New Zealand artist (born 1948)

Sir Grahame Charles Sydney (born 1948) is a New Zealand visual artist, based in the South Island region of Central Otago. Since beginning his professional art life in 1974 he has worked as a painter (in egg tempera, oil and watercolour), printmaker (etching and lithography), photographer and writer.

== Biography ==

Born in Dunedin in 1948, the youngest of three children, Sydney gained a degree in English and Geography at University of Otago. In 1971 he began work as a secondary school teacher, and after two years spent time in London and Europe before returning to begin his career as an artist in May 1974. Four years later, in 1978 he was awarded the Francis Hodgkins Fellowship by the University of Otago. Since then he has lived variously between Dunedin, Mount Pisa Cottage near Cromwell and Central Otago.

Sydney did not attend art school saying that "I didn't want to be anything else but a seventeenth-century Dutch painter. No one would teach me that in the art schools, so I thought it would be a waste of time. And I sure as hell didn't want to spend a year doing ceramics. I just wanted to learn everything I could about what I thought was wonderful - Vermeer, say".

Sydney has two children with his first wife Roslyn. He now lives and works in Cambrian Valley with his wife Fiona.

== Works ==

His subject matter focuses largely on the sparse elements of human impact on Otago's empty landscapes and the loneliness of individuals in this remote setting. In recent years, he has also consistently produced figure studies of his wife Fiona as model. Many of his works feature the landforms of Central Otago, especially those around the Pisa Range close to Sydney's home.

Sydney's works have drawn comparisons with such artists as Edward Hopper, Vilhelm Hammershoi, Christopher Pratt and Andrew Wyeth but his images are saturated with a profound sense of the New Zealand south.
=======
**TASKS TO PERFORM**
(1) Print the passage on Grahame Sydney exactly from "His subject matter" to "New Zealand south.".
(2) Please continue the passage on Grahame Sydney from where it stops.
The entries are not needed for anything here.
=======
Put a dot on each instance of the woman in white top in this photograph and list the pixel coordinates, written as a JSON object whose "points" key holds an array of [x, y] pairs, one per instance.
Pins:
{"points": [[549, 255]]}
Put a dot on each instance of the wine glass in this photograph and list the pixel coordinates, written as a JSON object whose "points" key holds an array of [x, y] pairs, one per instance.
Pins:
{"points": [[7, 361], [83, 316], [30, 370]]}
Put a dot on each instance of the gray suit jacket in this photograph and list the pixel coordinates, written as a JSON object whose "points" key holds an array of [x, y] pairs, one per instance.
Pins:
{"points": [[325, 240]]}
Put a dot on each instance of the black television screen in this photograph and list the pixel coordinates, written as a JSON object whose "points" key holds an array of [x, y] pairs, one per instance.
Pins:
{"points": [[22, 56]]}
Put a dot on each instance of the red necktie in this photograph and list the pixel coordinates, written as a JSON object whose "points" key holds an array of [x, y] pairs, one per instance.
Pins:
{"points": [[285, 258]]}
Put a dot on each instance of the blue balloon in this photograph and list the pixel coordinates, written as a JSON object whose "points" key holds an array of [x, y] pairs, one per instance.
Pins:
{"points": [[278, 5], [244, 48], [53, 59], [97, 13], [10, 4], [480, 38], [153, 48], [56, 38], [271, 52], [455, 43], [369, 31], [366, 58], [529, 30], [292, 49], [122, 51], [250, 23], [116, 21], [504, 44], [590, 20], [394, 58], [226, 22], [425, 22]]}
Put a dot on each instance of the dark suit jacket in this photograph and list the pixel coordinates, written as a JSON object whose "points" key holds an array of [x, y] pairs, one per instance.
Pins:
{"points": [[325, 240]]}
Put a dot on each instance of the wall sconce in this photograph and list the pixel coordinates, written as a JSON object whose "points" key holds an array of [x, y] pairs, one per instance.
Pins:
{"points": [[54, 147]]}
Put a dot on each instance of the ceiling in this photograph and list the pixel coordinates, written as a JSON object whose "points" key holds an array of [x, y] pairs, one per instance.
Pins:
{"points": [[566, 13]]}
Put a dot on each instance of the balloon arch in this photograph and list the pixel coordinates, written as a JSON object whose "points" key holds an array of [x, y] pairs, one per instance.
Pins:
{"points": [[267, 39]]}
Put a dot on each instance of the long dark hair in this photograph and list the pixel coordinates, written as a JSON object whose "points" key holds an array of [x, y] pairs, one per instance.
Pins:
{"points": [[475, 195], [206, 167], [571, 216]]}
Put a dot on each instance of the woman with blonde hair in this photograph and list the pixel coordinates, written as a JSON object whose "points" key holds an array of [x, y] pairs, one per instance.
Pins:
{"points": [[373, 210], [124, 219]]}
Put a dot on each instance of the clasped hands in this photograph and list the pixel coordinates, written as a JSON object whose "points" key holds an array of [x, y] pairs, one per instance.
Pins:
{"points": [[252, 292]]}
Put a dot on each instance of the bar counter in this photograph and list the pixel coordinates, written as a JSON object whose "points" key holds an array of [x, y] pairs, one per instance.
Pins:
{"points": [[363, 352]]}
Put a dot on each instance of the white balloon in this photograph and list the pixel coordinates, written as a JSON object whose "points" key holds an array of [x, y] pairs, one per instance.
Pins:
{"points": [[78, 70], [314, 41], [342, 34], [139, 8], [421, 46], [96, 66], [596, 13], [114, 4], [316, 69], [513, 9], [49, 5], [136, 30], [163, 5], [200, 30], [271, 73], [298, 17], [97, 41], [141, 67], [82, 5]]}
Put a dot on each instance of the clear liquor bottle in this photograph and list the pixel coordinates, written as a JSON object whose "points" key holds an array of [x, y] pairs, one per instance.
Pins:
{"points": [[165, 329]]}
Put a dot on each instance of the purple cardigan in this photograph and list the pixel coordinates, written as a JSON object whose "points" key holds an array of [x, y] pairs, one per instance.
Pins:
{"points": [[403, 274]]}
=======
**WRITTEN ANSWERS**
(1)
His subject matter focuses largely on the sparse elements of human impact on Otago's empty landscapes and the loneliness of individuals in this remote setting. In recent years, he has also consistently produced figure studies of his wife Fiona as model. Many of his works feature the landforms of Central Otago, especially those around the Pisa Range close to Sydney's home.

Sydney's works have drawn comparisons with such artists as Edward Hopper, Vilhelm Hammershoi, Christopher Pratt and Andrew Wyeth but his images are saturated with a profound sense of the New Zealand south.

(2)
Sydney has been the subject of several major exhibitions. His work is held in public institutions (including Museum of New Zealand Te Papa Tongarewa and the Dunedin Public Art Gallery) and private collections in New Zealand and throughout the world (including Elton John). The New Zealand government gave a painting of his to Nelson Mandela.

He now rarely exhibits publicly, occasionally collaborating with galleries but mainly working with a private client list. He said, in 2016, that he no longer takes commissions. "I've got a very nice long list of people who have indicated they'd love to own something of mine and when I finish a painting, someone will get a phone call from me... Being on the list is not a guarantee...I don't do that many paintings, I'm a slow and patient worker and in a good year, I'd be lucky to get six done.

In the 2004 New Year Honours, Sydney was made an Officer of the New Zealand Order of Merit, for services to painting. In the 2021 Queen's Birthday Honours, he was promoted to Knight Companion of the New Zealand Order of Merit, for services to art.

Several books have been published on Sydney's work: Grahame Sydney Paintings: 1974–2014 (2014); The Art of Grahame Sydney (1999); Timeless Land (1995). Two books of his photography have been published: White Silence: Grahame Sydney's Antarctica (2008) and Grahame Sydney's Central Otago (2011). In 2009 he wrote Promised Land, a history of the Otago goldfields. In 2020, Grahame Sydney co-authored a book called Landmarks with Brian Turner and Owen Marshall.

Grahame Sydney says that "My work is not in the leading public galleries...I am a representative of the 'painting-is-dead' school".